**Document extract**

- 26°21′59″S 152°40′07″E﻿ / ﻿26.3664°S 152.6685°E
- Location: Kandanga; Amamoor; Melawondi Stations; Mary Valley Branch Railway, Mary Valley, Gympie Region, Queensland, Australia

History
- Design period: 1919–1930s (interwar period)

Site notes
- Architect: Queensland Railways

Queensland Heritage Register
- Official name: Mary Valley Railway Cream Sheds
- Type: state heritage (built)
- Designated: 14 October 2011
- Reference no.: 602792
- Significant period: 20th century
- Significant components: cream shed/stand
- Builders: Queensland Railways

= Mary Valley Railway Cream Sheds =

Mary Valley Railway Cream Sheds are heritage-listed sheds at Kandanga railway station, Amamoor railway station and Melawondi railway station, all of them on the Mary Valley Branch Railway, Mary Valley, Gympie Region, Queensland, Australia. They were designed and built by Queensland Railways. They were added to the Queensland Heritage Register on 14 October 2011.

== History ==
The Mary Valley branch railway cream sheds, located at Amamoor railway station, Kandanga and Melawondi, were built between the 1920s and 1940s by Queensland Railways, in response to the strong growth of dairying in one of Queensland's most important dairy producing regions and the reliance on rail to transport dairy produce during this period.

The gradual opening of large pastoral holdings of Amamoor, Imbil and Traveston (established 1850s) in the Upper Mary River Valley for closer settlement from the late 1870s was a catalyst for the development of small cropping and dairying activities in the region. The changing patterns of land use and settlement in the Mary Valley occurred while nearby Gympie evolved from its beginnings as a makeshift settlement and alluvial field in late 1867 into an important regional town and major deep reef gold producer by the 1880s. The town provided a ready market for the growing number of agricultural producers in the surrounding district. In the Mary Valley, maize and potatoes were the dominant early crops, although experimental plantings of tobacco, rice, sugar cane, peas and pineapples were also undertaken.

From the late 1800s, a number of critical factors aided the expansion of the dairy industry into one of Queensland's principal primary industries by the interwar period. These included: the introduction of mechanical cream separators in the 1880s; Babcock testing to accurately measure cream content in milk; The Meat and Dairy Encouragement Act 1893 which made provision for government loans to construct butter and cheese factories; and the Department of Agriculture and Stock's use of a "Travelling Dairy" to demonstrate techniques and equipment to potential dairy farmers throughout Queensland. The introduction of pastures such as paspalum and Rhodes grass and the increased cultivation of fodder also occurred, to improve milk yields and to provide adequate feed during the less productive months of winter.

Hugo Du Rietz, a Swedish born architect, made an important contribution to the development of the dairy industry in the Gympie district by his introduction of the first mechanical cream separator into Queensland in 1882. The Queensland government's travelling dairy visited Lagoon Pocket, in the Mary Valley, in September 1890. By 1894 there were 120 dairies in the Gympie Land Agent's district, although most production was milk for town supply. In the Mary Valley, Frank Chippindall was transporting butter produced by local settlers into Gympie around 1885–1886, as was Peter Meyers in 1893.

**Problems to solve**
**a.** Write out, word for word, the part of the Mary Valley cream sheds article that opens with the words containing "Mary Valley Railway Cream Sheds are" and closes with "during this period.".
**b.** Continue the Mary Valley cream sheds article from the point where it stops.

**Provided records**
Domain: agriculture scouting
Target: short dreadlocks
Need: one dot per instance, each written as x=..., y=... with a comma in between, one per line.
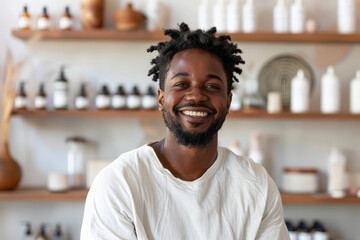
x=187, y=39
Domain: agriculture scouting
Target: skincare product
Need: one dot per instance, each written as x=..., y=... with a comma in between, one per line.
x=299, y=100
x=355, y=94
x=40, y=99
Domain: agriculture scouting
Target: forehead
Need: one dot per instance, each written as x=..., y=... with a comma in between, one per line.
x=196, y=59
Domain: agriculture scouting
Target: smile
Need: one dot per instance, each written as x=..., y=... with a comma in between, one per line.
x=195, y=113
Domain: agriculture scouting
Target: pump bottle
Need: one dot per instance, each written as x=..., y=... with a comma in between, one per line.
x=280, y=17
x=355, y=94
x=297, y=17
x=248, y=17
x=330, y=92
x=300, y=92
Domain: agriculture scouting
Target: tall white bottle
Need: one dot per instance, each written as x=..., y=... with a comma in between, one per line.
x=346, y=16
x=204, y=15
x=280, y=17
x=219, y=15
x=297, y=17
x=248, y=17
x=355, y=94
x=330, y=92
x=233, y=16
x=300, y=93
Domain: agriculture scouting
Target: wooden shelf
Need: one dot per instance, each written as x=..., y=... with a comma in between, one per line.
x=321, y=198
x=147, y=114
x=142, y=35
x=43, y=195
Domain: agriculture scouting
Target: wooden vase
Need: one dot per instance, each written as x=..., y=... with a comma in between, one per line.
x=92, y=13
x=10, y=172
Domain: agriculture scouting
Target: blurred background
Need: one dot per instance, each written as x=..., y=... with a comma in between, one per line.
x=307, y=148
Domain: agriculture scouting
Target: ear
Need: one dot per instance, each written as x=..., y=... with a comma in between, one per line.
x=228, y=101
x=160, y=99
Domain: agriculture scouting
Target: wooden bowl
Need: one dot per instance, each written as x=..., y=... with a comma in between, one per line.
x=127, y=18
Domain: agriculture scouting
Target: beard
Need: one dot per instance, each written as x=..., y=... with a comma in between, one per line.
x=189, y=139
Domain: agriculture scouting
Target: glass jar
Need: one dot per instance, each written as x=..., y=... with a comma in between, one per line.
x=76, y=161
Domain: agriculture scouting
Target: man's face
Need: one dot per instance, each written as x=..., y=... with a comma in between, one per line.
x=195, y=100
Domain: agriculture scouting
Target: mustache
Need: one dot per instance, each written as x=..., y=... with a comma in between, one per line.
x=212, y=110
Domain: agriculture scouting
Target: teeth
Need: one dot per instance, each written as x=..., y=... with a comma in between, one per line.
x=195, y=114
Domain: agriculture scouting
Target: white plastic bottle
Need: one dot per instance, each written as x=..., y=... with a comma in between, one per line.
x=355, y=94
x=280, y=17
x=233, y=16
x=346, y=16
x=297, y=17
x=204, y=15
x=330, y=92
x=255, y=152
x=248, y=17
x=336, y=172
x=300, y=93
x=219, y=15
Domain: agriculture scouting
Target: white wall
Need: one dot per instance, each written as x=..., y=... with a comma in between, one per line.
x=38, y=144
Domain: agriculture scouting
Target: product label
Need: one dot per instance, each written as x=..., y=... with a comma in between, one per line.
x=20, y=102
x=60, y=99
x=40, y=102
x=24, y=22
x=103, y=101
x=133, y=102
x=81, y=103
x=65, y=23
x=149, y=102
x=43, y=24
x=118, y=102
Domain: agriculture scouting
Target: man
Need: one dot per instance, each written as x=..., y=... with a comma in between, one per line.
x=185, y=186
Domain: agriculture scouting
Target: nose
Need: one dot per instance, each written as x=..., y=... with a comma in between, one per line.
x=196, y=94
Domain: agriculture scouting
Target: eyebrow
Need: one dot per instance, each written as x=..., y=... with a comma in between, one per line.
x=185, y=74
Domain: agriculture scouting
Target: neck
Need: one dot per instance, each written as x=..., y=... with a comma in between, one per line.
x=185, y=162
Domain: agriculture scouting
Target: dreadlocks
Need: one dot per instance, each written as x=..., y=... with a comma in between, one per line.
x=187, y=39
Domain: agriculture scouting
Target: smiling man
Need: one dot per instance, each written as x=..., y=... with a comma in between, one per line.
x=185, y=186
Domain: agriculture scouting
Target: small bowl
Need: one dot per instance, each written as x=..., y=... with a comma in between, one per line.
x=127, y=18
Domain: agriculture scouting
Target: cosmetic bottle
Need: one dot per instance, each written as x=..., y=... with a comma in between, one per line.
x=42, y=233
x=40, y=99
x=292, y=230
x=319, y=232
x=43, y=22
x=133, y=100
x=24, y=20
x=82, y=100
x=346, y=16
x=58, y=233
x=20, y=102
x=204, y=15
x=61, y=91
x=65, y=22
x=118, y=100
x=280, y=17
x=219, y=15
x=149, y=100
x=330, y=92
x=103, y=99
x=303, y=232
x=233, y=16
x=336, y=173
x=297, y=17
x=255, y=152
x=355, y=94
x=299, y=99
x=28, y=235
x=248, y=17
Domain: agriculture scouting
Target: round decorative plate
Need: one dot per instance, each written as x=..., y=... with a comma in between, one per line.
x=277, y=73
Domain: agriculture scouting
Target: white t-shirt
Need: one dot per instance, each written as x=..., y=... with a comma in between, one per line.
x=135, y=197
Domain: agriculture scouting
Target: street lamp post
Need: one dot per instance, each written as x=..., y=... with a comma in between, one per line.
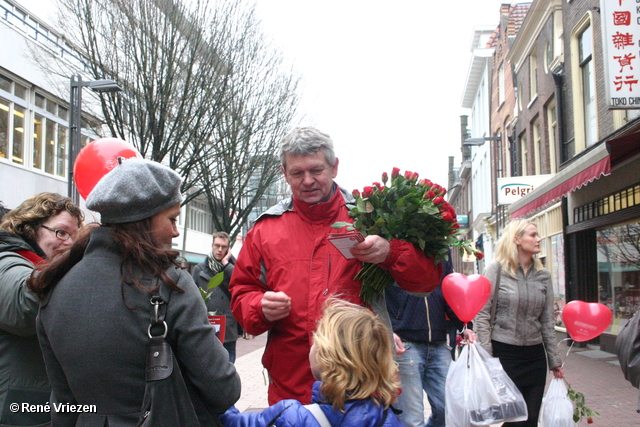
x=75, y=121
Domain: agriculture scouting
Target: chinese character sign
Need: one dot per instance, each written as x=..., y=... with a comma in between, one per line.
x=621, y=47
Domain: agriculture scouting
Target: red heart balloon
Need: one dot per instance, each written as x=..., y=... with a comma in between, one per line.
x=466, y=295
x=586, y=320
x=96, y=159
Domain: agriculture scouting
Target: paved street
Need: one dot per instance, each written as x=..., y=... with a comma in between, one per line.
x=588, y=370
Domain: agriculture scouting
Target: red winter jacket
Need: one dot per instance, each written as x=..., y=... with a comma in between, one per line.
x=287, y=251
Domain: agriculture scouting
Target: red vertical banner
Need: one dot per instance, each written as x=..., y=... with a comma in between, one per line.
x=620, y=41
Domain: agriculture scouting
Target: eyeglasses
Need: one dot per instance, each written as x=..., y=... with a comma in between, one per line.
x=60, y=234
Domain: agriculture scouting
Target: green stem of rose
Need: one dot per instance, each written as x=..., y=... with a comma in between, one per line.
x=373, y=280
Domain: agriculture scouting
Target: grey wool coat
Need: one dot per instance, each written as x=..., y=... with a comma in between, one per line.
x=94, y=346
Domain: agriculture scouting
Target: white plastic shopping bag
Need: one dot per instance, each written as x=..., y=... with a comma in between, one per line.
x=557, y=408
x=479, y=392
--
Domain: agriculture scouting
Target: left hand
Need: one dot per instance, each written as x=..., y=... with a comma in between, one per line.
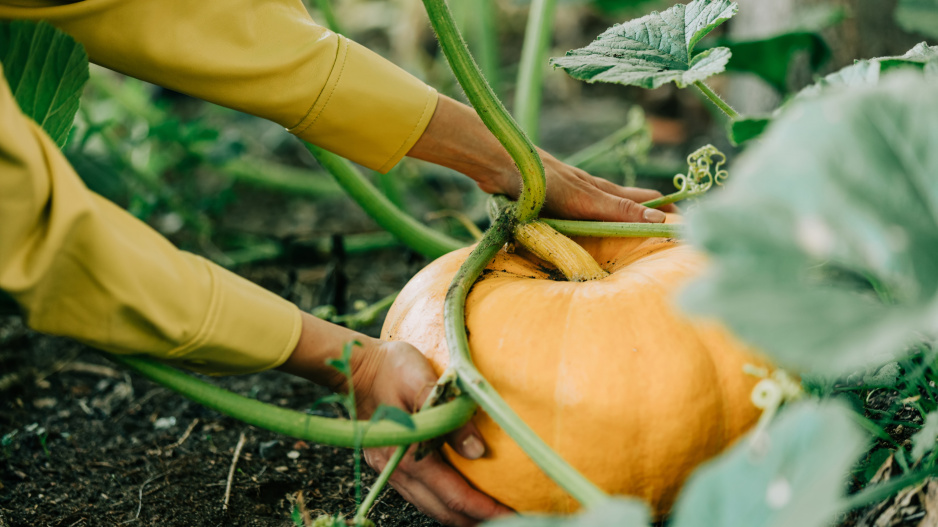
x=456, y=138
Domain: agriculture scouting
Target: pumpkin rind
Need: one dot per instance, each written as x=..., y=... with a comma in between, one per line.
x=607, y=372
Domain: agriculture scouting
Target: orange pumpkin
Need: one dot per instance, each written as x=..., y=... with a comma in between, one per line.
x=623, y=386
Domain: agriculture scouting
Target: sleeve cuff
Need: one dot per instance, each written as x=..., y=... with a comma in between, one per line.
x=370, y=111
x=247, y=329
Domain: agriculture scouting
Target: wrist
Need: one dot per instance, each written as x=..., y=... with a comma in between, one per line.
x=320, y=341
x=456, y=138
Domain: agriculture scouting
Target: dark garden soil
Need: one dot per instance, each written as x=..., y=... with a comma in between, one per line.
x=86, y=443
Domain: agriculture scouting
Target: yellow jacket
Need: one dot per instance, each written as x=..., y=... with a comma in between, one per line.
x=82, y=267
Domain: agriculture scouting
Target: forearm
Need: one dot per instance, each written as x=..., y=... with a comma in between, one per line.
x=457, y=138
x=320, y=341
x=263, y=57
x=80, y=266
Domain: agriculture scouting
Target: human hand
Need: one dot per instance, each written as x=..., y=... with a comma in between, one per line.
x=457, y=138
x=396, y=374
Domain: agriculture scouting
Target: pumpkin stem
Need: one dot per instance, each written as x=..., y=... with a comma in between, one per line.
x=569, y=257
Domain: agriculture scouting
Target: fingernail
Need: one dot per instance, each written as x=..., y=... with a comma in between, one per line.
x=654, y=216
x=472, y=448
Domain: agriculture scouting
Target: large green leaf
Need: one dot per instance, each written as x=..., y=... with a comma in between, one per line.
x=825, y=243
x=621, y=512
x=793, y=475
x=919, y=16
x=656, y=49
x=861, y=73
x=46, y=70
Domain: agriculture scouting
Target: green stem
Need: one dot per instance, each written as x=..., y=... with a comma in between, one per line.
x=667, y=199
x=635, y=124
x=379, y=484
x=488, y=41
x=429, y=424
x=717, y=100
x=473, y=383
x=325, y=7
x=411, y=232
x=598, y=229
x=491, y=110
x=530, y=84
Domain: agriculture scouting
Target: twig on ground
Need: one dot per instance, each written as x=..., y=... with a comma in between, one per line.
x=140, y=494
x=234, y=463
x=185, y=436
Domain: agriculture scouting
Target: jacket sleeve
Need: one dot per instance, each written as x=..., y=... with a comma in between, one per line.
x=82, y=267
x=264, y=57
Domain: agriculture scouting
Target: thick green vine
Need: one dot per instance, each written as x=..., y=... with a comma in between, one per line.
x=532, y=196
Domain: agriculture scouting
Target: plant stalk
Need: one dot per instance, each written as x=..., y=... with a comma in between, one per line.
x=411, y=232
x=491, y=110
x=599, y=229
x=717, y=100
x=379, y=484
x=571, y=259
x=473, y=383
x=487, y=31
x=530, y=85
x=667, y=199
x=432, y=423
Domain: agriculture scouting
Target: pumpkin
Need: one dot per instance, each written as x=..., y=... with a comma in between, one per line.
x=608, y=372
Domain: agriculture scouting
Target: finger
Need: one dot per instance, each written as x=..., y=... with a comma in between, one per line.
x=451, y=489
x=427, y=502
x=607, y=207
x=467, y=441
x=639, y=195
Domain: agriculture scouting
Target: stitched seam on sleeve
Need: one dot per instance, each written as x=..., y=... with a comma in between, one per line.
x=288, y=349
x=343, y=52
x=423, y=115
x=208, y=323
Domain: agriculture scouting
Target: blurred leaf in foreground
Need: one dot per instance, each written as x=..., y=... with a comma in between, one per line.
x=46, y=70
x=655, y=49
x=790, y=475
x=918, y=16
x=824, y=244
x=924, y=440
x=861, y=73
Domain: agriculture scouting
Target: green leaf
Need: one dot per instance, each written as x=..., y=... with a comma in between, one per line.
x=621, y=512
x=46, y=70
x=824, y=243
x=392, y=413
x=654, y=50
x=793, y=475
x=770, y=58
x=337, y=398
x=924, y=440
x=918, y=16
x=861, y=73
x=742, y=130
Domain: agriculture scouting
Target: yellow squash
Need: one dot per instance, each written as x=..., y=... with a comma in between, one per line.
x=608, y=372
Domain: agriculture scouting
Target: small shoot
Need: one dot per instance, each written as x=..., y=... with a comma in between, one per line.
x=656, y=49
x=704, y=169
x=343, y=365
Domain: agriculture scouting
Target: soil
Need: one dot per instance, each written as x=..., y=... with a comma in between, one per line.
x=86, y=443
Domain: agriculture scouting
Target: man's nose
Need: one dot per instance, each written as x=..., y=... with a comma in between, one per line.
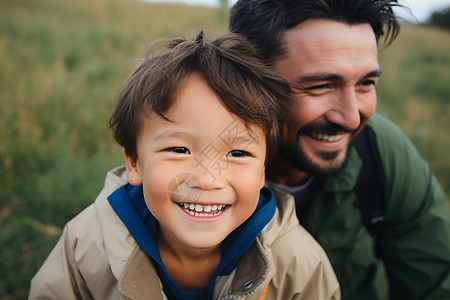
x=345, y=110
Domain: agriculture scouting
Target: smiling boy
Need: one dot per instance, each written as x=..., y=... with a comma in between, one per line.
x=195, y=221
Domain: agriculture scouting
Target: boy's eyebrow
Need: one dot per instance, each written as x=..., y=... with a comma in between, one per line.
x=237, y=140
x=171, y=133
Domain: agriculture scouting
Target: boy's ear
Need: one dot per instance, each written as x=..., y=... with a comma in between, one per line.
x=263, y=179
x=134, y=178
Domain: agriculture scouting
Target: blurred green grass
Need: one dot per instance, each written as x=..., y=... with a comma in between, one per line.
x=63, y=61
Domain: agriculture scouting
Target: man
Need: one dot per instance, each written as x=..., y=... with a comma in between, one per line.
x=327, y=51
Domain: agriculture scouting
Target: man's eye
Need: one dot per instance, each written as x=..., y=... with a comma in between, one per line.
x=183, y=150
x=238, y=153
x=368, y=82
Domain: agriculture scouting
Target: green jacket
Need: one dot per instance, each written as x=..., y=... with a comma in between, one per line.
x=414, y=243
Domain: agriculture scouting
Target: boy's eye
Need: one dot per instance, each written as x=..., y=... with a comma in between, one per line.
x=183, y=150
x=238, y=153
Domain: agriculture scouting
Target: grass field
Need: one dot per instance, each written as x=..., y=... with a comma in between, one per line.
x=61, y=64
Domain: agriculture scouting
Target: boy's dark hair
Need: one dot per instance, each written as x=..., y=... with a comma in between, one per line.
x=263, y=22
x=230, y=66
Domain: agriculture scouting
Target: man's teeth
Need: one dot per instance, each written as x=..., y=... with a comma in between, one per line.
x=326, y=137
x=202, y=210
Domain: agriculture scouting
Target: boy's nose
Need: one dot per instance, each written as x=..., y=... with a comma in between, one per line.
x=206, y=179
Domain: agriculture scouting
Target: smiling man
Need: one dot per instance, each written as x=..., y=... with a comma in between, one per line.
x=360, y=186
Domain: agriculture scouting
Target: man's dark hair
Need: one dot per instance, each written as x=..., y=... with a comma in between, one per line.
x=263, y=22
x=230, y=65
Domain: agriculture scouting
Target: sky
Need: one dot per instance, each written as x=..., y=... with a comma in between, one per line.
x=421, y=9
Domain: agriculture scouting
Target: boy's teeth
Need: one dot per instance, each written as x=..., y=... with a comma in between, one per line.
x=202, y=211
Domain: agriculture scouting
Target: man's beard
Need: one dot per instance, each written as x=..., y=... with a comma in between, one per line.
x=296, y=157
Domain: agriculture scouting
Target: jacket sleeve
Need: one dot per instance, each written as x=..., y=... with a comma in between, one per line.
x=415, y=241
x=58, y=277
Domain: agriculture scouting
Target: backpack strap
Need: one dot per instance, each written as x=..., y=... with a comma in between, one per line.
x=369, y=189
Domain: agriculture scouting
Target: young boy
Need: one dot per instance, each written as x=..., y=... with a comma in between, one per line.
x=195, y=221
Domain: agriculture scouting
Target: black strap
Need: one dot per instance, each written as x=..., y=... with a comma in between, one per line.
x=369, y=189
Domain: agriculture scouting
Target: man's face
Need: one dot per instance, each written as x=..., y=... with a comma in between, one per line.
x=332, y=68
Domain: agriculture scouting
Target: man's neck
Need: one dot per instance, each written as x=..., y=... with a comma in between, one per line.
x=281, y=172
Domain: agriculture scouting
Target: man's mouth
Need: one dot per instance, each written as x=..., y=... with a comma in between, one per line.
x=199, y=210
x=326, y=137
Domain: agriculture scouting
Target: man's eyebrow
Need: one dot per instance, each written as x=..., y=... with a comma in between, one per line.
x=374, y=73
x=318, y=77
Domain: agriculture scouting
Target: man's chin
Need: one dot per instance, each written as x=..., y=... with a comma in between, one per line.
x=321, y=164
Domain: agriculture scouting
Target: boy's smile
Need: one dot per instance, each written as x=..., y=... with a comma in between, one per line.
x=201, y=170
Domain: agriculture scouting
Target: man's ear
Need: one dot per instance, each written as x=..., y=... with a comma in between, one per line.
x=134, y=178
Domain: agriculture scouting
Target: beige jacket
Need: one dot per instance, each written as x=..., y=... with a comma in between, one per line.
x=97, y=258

**Results in order**
**a.**
Mary Valley Railway Cream Sheds are heritage-listed sheds at Kandanga railway station, Amamoor railway station and Melawondi railway station, all of them on the Mary Valley Branch Railway, Mary Valley, Gympie Region, Queensland, Australia. They were designed and built by Queensland Railways. They were added to the Queensland Heritage Register on 14 October 2011.

== History ==
The Mary Valley branch railway cream sheds, located at Amamoor railway station, Kandanga and Melawondi, were built between the 1920s and 1940s by Queensland Railways, in response to the strong growth of dairying in one of Queensland's most important dairy producing regions and the reliance on rail to transport dairy produce during this period.

**b.**
By the early 1900s co-operatives were becoming the dominant form of ownership of cheese and butter factories, a pattern that defined the Queensland dairy industry for much of the 20th century. In 1897, Gympie's first dairy co-operative for butter production, the Gympie Central Dairying Company was established. By 1897 the Silverwood Dairying Company had taken over the factory and in 1906 the Wide Bay Co-Operative purchased the operations. In the year ending 30 June 1907 there were 322 suppliers to the Wide Bay Company, who were paid a total of for their cream. Metal cans containing the cream produced by dairy farms surrounding Gympie was carted into the Wide Bay Co-operative's factory by contractors. In the Mary Valley, some cream was also sent from the Traveston railway station on the North Coast railway line to butter factories further south.

At the beginning of the twentieth century the Queensland government was promoting the construction of branch railways in rural areas to assist growth in population and agricultural production. In the 1880s a Mary Valley route had been among the proposals for the line from Brisbane to Gympie, but was rejected. Local agitation for a Mary Valley branch railway (with varying proposals for the route's alignment) increased during the 1900s. The Railway Commissioner investigated and surveyed a proposed line for the Mary Valley in 1910, with the accompanying report contending "considerable traffic in agricultural produce, timber, livestock and dairy products" would eventuate. Subsequently, a route deviating from the North Coast line at Monkland (south of Gympie) and extending to Brooloo was approved, a decision aided by the availability of timber for freight and construction, and Gympie City Council's offer to fund one third of construction costs. Work commenced in June 1911 and by 1913, 550 men were working on the project. The line reached Kandanga in February 1914 and the terminus of Brooloo in April 1915, the month the whole line was officially opened for passenger and goods traffic. Along the line, subdivisions of a number of larger holdings into farm and town allotments near rail stops increased the availability agricultural land for settlers and led to the establishment of small townships at Kandanga (1912), Brooloo, Imbil and Amamoor (1914) and Dagun (1917).

While timber freight was initially the main income generator for the Mary Valley Railway, cream was transported on the line from its very beginnings. Transportation by rail was a far more efficient way of delivering cream to butter factories, with contractors and individual farmers able to deliver their cream direct to the nearest railhead. Following delivery and washing of the cans at the factory, they were returned by rail, with each can inscribed with the name of its owner for identification.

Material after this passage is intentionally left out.